**DIRECTIONS FOR THIS TASK:** How many of the lines below include the word "trash"? Only the number should be given.

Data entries
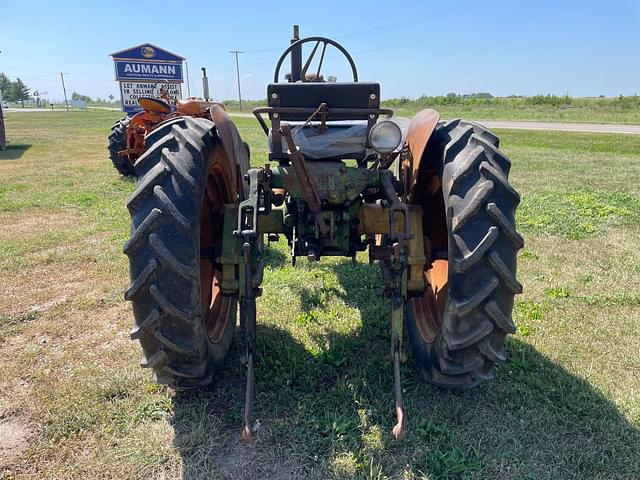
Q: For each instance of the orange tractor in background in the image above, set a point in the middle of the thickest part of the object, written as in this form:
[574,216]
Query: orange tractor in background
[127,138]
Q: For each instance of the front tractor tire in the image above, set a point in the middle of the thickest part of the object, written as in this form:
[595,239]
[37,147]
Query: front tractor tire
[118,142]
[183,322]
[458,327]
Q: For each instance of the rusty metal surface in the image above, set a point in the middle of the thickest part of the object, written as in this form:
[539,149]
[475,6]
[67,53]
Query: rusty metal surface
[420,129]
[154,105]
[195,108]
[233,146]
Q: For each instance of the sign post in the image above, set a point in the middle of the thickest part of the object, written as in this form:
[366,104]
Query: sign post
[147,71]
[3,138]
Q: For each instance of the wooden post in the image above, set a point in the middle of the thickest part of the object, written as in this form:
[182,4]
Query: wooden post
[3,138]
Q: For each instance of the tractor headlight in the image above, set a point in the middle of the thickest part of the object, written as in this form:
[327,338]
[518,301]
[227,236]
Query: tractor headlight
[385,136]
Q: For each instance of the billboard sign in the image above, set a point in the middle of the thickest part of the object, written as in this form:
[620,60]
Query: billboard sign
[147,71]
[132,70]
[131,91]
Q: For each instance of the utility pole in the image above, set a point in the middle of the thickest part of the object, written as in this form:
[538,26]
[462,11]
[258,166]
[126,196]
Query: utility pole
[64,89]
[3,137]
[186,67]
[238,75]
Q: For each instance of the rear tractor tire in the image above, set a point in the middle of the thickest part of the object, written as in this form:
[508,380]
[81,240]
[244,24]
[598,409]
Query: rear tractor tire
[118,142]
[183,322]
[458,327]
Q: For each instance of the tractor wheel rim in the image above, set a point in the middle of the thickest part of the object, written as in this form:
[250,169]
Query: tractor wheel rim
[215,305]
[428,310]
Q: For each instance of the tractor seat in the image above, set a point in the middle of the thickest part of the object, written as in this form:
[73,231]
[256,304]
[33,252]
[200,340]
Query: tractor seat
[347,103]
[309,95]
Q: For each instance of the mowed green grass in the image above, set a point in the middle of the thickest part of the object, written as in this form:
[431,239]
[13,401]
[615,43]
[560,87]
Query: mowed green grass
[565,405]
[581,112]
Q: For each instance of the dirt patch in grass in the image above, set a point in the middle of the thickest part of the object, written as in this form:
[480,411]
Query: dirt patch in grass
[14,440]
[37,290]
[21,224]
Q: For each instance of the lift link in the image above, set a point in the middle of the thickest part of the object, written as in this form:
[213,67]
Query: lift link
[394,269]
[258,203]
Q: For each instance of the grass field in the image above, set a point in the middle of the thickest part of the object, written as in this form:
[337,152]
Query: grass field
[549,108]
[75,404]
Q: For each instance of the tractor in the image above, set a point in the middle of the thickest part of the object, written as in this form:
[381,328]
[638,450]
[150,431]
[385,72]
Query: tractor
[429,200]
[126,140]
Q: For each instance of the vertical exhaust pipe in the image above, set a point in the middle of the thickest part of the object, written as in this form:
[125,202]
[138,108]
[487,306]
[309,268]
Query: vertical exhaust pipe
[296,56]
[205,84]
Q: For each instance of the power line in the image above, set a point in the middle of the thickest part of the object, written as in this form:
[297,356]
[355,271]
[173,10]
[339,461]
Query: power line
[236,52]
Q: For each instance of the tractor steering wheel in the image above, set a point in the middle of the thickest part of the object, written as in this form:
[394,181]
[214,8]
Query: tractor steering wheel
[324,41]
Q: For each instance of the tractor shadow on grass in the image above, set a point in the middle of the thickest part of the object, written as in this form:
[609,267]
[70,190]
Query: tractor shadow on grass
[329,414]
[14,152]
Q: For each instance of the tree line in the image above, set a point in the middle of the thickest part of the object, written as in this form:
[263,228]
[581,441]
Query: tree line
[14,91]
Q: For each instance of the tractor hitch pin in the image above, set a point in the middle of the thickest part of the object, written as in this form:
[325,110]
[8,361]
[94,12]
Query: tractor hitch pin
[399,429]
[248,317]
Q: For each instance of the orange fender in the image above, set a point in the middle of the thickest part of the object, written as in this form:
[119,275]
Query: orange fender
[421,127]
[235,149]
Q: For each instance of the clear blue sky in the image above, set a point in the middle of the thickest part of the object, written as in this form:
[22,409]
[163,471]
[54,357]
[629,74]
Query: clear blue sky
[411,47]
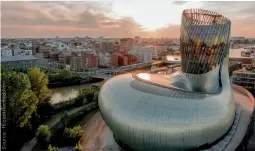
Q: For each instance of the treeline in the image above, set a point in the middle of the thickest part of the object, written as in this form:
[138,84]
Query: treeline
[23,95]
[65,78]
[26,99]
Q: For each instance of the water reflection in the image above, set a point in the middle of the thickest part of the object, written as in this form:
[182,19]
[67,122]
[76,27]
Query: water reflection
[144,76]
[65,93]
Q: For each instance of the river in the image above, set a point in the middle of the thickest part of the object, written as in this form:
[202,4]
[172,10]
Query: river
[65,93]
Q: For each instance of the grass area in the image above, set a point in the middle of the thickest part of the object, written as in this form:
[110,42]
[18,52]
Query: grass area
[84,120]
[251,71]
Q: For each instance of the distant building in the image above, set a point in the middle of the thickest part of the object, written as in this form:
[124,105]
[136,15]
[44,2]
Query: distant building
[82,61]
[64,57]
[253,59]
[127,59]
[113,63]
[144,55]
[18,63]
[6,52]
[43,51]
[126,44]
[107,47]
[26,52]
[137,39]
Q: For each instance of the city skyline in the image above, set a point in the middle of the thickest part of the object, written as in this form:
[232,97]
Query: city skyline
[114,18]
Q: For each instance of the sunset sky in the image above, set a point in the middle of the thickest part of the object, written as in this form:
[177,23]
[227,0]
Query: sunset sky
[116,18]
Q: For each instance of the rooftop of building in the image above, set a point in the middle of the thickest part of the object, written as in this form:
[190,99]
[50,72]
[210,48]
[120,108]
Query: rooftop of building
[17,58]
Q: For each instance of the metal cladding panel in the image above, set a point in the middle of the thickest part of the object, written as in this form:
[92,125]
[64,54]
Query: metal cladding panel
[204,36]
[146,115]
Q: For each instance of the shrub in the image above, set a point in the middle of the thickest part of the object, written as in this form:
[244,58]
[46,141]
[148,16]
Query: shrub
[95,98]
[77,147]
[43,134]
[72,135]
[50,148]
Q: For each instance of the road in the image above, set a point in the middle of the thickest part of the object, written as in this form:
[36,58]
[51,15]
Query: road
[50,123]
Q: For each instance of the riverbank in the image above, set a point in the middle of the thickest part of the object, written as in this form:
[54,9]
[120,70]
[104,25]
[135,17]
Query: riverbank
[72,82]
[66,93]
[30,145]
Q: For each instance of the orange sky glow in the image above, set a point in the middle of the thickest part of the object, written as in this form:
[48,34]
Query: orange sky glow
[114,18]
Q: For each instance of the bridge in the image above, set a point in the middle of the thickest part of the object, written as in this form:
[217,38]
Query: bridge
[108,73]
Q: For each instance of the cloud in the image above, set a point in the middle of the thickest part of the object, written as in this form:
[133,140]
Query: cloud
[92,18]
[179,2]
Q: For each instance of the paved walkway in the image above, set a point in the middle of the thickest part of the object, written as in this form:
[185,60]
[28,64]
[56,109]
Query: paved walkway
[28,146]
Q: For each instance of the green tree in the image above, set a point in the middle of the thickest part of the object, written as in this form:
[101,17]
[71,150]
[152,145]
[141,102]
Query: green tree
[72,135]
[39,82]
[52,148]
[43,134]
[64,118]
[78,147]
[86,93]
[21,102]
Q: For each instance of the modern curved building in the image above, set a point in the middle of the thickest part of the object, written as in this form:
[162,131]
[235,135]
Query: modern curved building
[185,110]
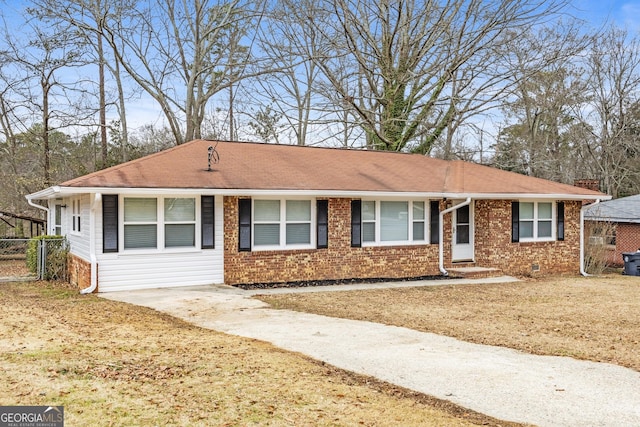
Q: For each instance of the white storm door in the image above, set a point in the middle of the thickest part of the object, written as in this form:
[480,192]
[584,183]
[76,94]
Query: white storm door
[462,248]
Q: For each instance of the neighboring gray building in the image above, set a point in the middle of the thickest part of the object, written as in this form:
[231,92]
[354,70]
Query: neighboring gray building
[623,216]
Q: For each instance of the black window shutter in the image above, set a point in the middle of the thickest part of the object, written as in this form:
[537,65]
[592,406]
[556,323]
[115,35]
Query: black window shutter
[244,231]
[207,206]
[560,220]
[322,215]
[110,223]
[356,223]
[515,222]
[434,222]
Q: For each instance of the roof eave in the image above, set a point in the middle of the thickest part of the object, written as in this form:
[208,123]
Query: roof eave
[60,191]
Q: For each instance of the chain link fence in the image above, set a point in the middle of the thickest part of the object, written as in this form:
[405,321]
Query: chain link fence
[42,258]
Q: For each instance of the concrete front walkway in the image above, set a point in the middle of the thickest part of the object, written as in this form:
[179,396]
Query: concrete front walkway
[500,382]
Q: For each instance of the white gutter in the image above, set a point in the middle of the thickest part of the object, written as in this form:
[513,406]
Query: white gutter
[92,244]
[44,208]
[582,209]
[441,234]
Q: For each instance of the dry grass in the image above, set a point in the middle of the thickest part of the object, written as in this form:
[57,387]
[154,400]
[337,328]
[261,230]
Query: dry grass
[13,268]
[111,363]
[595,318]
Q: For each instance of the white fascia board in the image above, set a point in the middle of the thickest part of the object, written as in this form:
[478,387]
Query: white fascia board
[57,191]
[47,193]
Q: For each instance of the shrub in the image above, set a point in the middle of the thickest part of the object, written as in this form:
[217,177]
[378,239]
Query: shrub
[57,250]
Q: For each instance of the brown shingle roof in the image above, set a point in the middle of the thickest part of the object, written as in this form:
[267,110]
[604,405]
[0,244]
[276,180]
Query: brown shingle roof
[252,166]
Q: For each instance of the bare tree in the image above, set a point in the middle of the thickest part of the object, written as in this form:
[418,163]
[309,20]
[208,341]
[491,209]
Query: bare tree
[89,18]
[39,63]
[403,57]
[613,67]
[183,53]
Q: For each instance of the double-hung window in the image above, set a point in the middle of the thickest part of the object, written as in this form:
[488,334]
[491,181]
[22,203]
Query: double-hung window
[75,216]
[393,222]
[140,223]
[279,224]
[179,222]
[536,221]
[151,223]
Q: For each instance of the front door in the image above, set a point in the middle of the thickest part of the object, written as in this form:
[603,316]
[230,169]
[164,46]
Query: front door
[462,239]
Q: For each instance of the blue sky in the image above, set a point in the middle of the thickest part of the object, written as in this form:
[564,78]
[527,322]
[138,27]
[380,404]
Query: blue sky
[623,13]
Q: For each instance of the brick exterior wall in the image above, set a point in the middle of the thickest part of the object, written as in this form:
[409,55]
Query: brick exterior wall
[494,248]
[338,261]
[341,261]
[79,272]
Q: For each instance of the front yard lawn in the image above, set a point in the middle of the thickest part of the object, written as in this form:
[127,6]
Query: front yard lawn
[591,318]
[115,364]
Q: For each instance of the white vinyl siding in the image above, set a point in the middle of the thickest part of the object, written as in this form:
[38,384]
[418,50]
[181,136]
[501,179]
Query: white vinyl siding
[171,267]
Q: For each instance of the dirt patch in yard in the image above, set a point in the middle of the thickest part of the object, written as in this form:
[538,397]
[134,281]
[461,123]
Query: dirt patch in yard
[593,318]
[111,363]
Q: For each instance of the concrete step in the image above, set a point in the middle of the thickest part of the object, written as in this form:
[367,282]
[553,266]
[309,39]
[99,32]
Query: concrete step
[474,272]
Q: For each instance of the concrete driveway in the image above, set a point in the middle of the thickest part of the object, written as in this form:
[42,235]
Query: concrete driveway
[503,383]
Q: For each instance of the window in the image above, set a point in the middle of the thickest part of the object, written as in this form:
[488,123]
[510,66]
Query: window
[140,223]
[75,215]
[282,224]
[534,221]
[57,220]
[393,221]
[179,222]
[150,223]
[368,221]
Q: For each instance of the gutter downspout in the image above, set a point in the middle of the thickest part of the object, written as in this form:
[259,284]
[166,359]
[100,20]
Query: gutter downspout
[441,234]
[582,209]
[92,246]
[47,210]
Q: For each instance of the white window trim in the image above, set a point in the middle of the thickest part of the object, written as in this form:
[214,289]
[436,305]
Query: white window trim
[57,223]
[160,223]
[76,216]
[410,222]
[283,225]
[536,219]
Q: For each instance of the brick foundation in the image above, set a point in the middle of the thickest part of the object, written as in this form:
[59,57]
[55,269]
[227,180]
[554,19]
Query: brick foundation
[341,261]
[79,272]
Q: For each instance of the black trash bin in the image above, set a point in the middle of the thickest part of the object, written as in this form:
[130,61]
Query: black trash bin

**OUTPUT:** 2